• _TASK TO COMPLETE_:
Please express the material from the line containing "cloud in this UI." through the end of the material as a two-column CSV with columns entry and result. Give each passage and the answer that follows it one row, with every field quoted and line breaks turned into spaces.

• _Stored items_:
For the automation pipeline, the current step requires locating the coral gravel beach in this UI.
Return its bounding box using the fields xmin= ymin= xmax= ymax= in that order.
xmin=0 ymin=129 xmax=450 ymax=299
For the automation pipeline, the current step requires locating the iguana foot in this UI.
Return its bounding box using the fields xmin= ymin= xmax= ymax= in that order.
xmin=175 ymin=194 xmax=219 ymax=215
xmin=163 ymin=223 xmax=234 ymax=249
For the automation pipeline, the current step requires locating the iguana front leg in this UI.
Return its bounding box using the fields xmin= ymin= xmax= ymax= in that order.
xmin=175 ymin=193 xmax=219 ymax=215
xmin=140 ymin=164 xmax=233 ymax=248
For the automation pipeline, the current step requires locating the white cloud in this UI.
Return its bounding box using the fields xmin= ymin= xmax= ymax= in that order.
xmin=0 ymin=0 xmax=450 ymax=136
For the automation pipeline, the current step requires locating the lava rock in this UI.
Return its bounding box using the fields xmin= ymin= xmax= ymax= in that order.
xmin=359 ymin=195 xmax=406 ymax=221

• _SOLUTION TO THE PROBLEM_:
entry,result
"For the automation pipeline, the current step requires locating the white cloud in this UI. Return its bounding box using the fields xmin= ymin= xmax= ymax= in that order.","xmin=0 ymin=0 xmax=450 ymax=136"
"For the automation pipeline, the current step requires locating the lava rock in this UI. Return its bounding box using the fields xmin= ymin= xmax= ymax= in that order.","xmin=359 ymin=195 xmax=406 ymax=221"